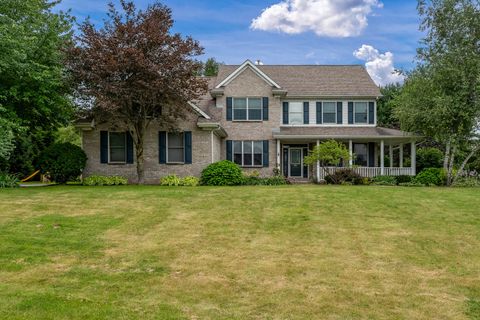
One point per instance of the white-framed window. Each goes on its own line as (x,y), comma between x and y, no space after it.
(248,153)
(295,113)
(329,112)
(360,112)
(175,148)
(117,147)
(247,109)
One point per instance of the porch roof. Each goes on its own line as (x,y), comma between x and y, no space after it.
(342,132)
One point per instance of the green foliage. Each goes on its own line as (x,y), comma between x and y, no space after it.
(63,162)
(8,180)
(68,134)
(343,176)
(329,153)
(96,180)
(403,179)
(222,173)
(430,177)
(429,157)
(384,181)
(386,106)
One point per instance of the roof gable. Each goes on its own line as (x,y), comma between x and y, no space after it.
(247,64)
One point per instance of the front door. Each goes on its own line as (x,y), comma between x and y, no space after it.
(296,162)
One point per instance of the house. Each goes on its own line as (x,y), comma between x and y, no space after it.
(263,117)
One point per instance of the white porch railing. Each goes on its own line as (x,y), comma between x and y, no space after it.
(370,172)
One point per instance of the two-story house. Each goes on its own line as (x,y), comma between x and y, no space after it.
(263,117)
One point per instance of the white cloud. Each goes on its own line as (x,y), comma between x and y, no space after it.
(330,18)
(379,65)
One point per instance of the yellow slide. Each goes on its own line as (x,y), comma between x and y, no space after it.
(30,176)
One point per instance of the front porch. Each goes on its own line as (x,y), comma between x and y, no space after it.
(369,158)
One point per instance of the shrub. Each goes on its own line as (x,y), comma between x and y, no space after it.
(104,181)
(384,181)
(222,173)
(430,177)
(343,175)
(190,181)
(429,158)
(62,162)
(9,180)
(403,179)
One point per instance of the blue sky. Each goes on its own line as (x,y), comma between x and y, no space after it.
(224,28)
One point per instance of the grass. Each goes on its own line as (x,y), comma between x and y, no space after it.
(290,252)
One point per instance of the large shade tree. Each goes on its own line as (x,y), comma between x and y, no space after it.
(135,71)
(440,97)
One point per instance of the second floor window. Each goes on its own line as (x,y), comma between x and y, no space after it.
(361,112)
(247,109)
(329,112)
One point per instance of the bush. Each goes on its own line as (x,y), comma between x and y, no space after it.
(384,181)
(222,173)
(403,179)
(430,177)
(9,180)
(344,175)
(104,181)
(429,158)
(62,162)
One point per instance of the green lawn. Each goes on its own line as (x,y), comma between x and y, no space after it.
(291,252)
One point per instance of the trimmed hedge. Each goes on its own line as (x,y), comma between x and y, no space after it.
(222,173)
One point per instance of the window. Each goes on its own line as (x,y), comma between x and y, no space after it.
(361,154)
(329,112)
(361,112)
(175,148)
(295,113)
(248,153)
(247,109)
(117,142)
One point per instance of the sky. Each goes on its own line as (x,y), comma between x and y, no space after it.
(381,34)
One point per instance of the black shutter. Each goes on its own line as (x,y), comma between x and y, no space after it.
(305,167)
(306,107)
(103,146)
(285,113)
(371,112)
(265,108)
(229,108)
(129,148)
(229,150)
(187,137)
(162,147)
(319,112)
(265,153)
(339,112)
(371,154)
(350,113)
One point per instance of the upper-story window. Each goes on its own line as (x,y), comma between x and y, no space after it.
(247,109)
(329,112)
(295,113)
(361,112)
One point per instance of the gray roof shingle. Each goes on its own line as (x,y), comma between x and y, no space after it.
(316,80)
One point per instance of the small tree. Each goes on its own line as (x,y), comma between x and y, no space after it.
(136,72)
(328,153)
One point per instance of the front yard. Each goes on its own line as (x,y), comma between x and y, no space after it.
(290,252)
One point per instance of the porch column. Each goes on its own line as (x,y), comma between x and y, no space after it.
(278,154)
(390,154)
(401,155)
(382,157)
(413,156)
(318,165)
(350,151)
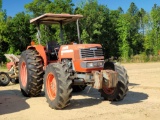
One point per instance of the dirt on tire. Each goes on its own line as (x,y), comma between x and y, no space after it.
(142,101)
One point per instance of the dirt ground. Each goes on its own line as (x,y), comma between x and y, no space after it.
(142,101)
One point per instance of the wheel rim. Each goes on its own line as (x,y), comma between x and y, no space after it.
(51,86)
(23,74)
(4,78)
(106,89)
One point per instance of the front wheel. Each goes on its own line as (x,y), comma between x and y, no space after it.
(57,86)
(119,92)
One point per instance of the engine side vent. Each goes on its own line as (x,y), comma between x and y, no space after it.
(91,52)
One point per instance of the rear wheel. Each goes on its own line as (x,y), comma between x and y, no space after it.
(15,81)
(57,86)
(118,93)
(78,88)
(30,73)
(4,79)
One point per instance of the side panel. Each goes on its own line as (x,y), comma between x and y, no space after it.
(41,50)
(79,68)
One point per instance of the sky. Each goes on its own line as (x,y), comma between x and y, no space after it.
(15,6)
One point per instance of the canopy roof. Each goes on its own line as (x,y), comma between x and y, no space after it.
(50,18)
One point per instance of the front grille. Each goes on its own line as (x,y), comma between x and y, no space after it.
(91,52)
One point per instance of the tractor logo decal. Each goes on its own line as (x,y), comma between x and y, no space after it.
(66,51)
(64,48)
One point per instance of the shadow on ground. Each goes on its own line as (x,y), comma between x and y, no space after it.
(12,101)
(93,98)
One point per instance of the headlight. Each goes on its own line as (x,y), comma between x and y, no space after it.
(92,64)
(89,65)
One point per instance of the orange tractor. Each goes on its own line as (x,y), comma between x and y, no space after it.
(68,68)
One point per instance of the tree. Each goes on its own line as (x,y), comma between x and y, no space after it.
(123,30)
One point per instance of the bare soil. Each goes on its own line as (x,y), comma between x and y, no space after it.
(142,101)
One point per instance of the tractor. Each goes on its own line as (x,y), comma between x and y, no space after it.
(64,69)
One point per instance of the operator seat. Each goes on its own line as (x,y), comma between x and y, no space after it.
(52,48)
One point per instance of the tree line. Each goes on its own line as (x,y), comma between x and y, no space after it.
(122,34)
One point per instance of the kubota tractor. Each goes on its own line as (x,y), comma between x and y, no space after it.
(68,68)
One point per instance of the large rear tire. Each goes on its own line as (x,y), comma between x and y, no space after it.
(30,73)
(118,93)
(4,79)
(78,88)
(57,86)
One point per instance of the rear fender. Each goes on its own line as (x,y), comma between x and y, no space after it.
(41,50)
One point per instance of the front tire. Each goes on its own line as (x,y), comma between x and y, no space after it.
(30,73)
(118,93)
(57,86)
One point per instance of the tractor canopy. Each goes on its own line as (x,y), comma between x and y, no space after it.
(50,18)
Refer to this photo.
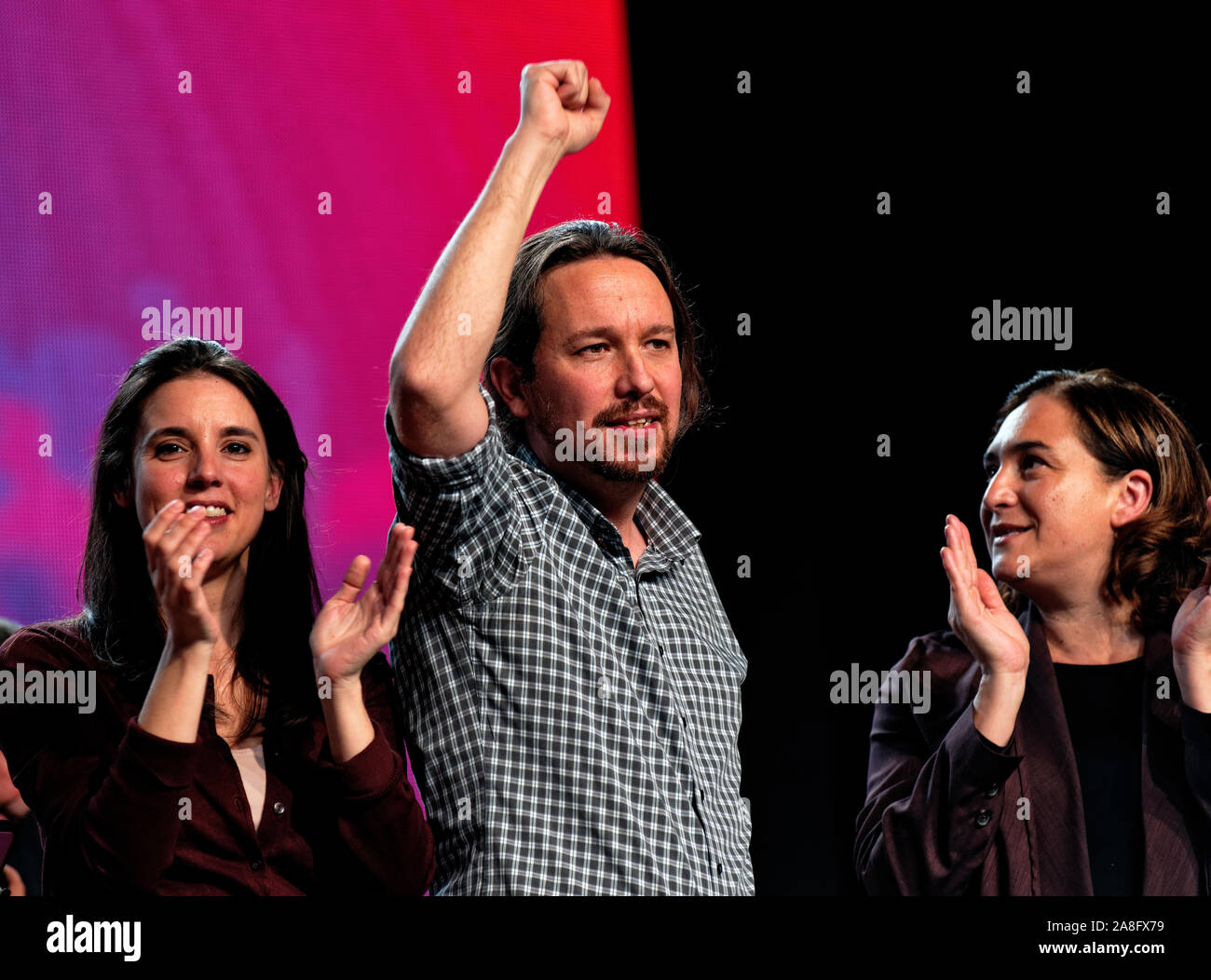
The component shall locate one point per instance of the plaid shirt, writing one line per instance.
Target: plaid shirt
(572, 721)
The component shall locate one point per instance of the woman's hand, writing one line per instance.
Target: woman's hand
(1191, 645)
(989, 632)
(177, 563)
(350, 630)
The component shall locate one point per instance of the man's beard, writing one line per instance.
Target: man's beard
(642, 468)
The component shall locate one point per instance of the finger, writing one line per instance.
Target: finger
(597, 103)
(969, 551)
(403, 573)
(162, 521)
(573, 88)
(963, 592)
(173, 539)
(394, 561)
(354, 579)
(157, 526)
(961, 578)
(989, 595)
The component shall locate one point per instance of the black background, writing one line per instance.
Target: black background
(861, 323)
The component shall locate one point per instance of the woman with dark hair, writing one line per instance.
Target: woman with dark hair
(1066, 750)
(213, 755)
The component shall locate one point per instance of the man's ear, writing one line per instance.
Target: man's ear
(507, 377)
(274, 491)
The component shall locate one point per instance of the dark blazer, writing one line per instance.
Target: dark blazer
(109, 796)
(945, 810)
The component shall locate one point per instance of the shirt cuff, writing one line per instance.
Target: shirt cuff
(372, 773)
(976, 763)
(170, 762)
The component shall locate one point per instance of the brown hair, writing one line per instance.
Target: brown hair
(1157, 559)
(521, 323)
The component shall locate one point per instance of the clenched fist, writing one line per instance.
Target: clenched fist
(561, 104)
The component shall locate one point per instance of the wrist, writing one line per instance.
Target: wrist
(527, 161)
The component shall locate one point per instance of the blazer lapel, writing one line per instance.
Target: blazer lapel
(1060, 855)
(1171, 862)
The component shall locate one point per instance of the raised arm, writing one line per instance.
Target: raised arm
(435, 370)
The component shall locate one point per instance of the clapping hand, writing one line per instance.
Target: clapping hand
(350, 629)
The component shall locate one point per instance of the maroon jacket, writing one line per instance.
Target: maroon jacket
(944, 810)
(110, 797)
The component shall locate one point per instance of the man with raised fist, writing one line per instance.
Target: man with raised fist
(570, 680)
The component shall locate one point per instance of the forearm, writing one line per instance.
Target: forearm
(441, 350)
(172, 709)
(996, 706)
(347, 720)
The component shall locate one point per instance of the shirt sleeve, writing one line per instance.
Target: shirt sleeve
(929, 822)
(470, 545)
(110, 819)
(384, 846)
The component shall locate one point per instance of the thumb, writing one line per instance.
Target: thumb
(987, 589)
(354, 579)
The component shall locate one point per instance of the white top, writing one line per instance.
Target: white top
(252, 770)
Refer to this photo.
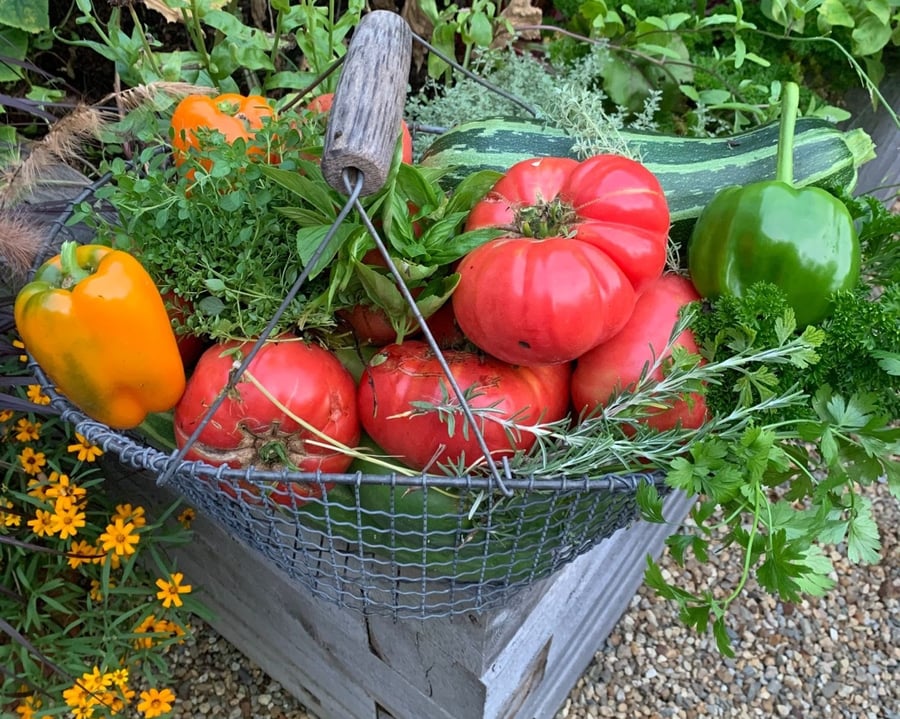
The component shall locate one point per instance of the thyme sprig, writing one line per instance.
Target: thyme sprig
(615, 440)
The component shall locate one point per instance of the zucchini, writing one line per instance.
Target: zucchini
(690, 170)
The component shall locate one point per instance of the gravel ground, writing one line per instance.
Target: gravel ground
(838, 656)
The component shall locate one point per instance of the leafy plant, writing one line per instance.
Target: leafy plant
(473, 25)
(239, 55)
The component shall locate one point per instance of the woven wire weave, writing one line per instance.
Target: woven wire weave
(426, 563)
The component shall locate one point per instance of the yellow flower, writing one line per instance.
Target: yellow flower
(155, 703)
(36, 394)
(95, 681)
(76, 697)
(9, 519)
(128, 514)
(27, 431)
(67, 519)
(19, 344)
(61, 486)
(42, 524)
(81, 552)
(37, 487)
(170, 592)
(166, 626)
(187, 516)
(119, 537)
(32, 461)
(119, 678)
(87, 451)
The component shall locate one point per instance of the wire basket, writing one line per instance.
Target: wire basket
(422, 546)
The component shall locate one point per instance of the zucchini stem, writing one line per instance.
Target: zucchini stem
(784, 159)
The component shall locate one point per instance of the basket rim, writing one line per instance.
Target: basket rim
(142, 456)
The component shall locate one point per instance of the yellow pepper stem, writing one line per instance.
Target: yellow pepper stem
(72, 272)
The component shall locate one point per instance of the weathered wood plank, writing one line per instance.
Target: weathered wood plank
(343, 665)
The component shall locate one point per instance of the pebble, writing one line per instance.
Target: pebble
(836, 657)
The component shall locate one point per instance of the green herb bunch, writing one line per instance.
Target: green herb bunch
(788, 485)
(89, 599)
(227, 234)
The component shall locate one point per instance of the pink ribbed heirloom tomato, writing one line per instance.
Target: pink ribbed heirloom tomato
(618, 363)
(251, 427)
(584, 240)
(402, 381)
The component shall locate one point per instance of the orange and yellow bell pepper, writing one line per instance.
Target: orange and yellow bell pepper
(233, 115)
(95, 322)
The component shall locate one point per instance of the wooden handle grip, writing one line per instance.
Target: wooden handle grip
(364, 120)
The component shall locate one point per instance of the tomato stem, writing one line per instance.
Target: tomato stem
(552, 218)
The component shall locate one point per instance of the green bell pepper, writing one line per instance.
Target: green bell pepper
(801, 239)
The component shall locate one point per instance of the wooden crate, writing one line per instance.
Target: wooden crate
(517, 661)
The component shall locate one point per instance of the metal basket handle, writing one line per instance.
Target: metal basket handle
(368, 104)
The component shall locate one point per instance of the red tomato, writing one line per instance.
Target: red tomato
(250, 429)
(618, 363)
(401, 375)
(585, 239)
(323, 103)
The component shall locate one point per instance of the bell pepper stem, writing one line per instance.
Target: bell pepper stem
(73, 273)
(784, 158)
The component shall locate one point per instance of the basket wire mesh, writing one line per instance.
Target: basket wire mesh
(419, 546)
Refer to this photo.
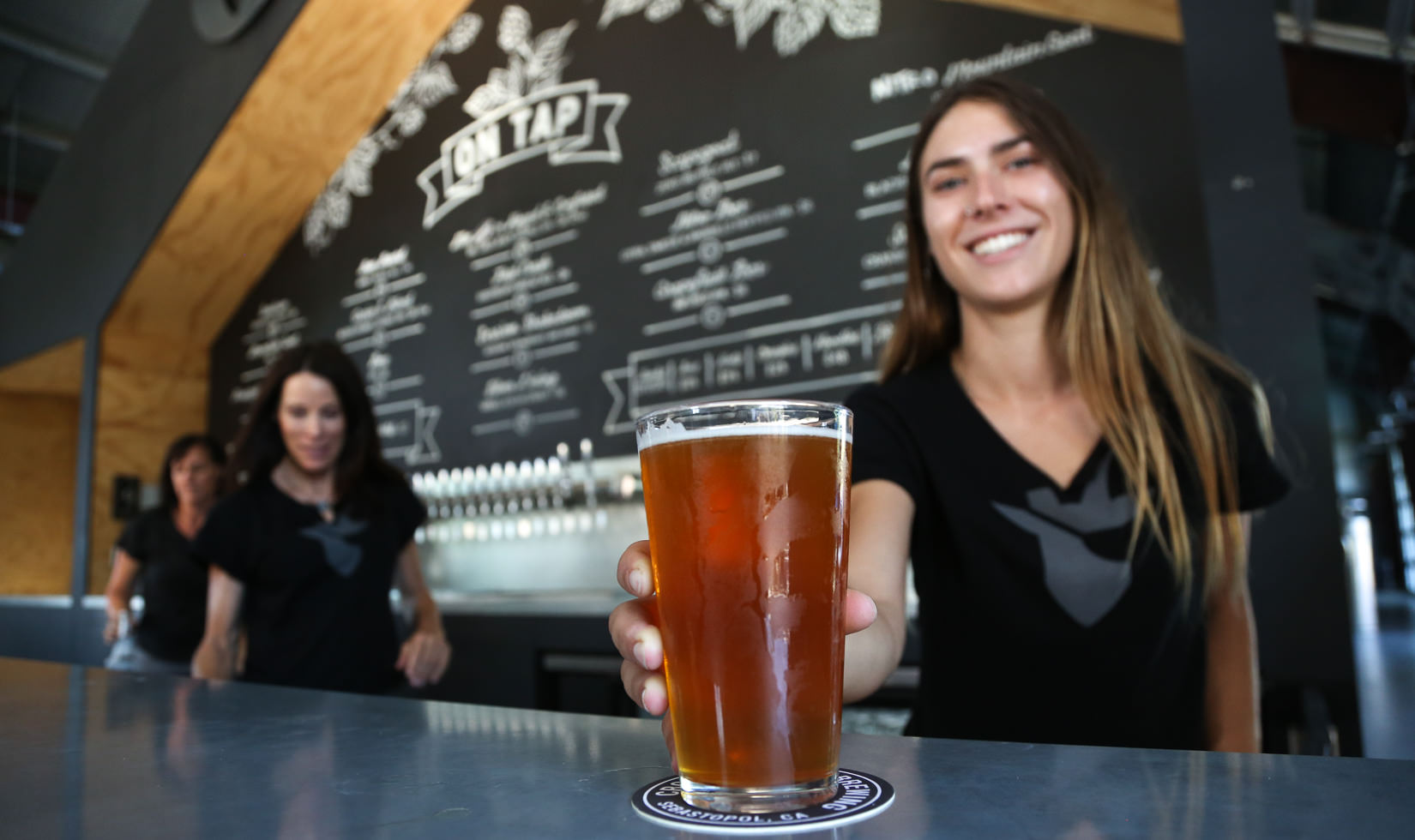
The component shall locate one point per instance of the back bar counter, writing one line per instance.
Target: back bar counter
(100, 754)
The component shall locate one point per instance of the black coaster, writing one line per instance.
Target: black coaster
(861, 796)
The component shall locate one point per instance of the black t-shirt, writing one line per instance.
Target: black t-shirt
(316, 593)
(1036, 624)
(173, 585)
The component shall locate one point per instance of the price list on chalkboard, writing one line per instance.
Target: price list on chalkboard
(576, 213)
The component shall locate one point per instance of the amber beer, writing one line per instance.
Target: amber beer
(748, 524)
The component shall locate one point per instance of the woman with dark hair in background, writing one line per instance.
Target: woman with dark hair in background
(307, 545)
(1063, 464)
(154, 555)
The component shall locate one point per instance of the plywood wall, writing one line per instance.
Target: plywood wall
(327, 81)
(39, 444)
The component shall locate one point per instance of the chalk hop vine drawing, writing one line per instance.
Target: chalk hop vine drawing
(797, 21)
(426, 87)
(533, 63)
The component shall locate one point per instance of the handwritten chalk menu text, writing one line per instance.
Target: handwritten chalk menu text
(578, 213)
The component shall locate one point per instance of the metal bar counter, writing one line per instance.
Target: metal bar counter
(87, 753)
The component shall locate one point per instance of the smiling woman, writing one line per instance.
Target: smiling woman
(1066, 468)
(307, 546)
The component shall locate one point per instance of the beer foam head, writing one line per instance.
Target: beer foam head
(661, 428)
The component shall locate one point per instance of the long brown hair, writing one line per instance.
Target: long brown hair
(261, 446)
(1112, 333)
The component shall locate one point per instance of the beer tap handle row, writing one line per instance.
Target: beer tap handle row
(542, 485)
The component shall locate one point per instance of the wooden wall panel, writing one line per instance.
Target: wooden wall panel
(57, 371)
(328, 80)
(37, 463)
(1156, 19)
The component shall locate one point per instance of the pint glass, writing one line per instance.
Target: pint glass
(748, 526)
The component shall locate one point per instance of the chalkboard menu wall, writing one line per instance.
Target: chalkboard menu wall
(575, 213)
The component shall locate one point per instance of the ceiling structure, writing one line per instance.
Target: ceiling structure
(54, 57)
(52, 61)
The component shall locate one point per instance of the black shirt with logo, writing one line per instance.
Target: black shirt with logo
(1038, 622)
(316, 593)
(173, 585)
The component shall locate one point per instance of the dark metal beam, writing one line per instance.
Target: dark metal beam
(51, 52)
(45, 136)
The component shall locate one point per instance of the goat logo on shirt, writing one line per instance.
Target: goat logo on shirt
(1086, 585)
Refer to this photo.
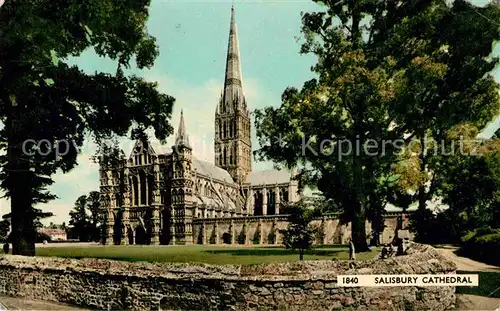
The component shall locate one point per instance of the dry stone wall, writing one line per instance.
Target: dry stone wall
(311, 285)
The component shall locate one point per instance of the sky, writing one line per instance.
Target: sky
(192, 37)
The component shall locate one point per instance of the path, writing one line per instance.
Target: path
(472, 302)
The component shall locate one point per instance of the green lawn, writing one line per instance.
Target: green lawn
(489, 284)
(201, 253)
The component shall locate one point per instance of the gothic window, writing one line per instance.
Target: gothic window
(150, 189)
(181, 196)
(142, 178)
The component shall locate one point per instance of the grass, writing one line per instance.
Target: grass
(489, 284)
(201, 253)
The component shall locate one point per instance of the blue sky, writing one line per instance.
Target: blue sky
(192, 37)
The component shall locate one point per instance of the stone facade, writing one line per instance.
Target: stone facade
(309, 285)
(174, 198)
(265, 230)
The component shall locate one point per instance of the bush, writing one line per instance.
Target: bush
(482, 245)
(242, 237)
(256, 237)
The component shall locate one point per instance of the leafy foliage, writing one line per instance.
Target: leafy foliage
(42, 97)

***

WHAT TO DO. Everything above from the line containing "logo, writing one line per instance." down to the line containing "The component shall locate one point per instance of the gothic" is to be duplicated exactly, both lines included, and the pictures are to be omitted.

RESPONSE BELOW.
The component shall locate one point per instance of the black shirt with logo, writing one line per instance.
Target: black shirt with logo
(1038, 622)
(316, 593)
(173, 585)
The component shall locate one point per instance of the dark metal beam, writing one line per instance.
Target: dark metal beam
(51, 52)
(45, 136)
The component shall locate one point per instance of the goat logo on shirt, writing one line per instance.
Target: goat logo on shirt
(1086, 585)
Refer to this photo.
The component shall locate one point per instance of the dry stone wall, writing one line per instance.
Target: dry stone wall
(311, 285)
The component shall locate one point per instance of the sky, writing one line per instance.
Target: sky
(192, 37)
The component shall locate one point per instance of the path, writing one line per instance.
Target: path
(472, 302)
The component shall locate one point per instance of the green lawn, writing one line per instance.
Target: green lawn
(489, 284)
(201, 253)
The component shall locate one point per instance of the gothic window, writing one line per instance.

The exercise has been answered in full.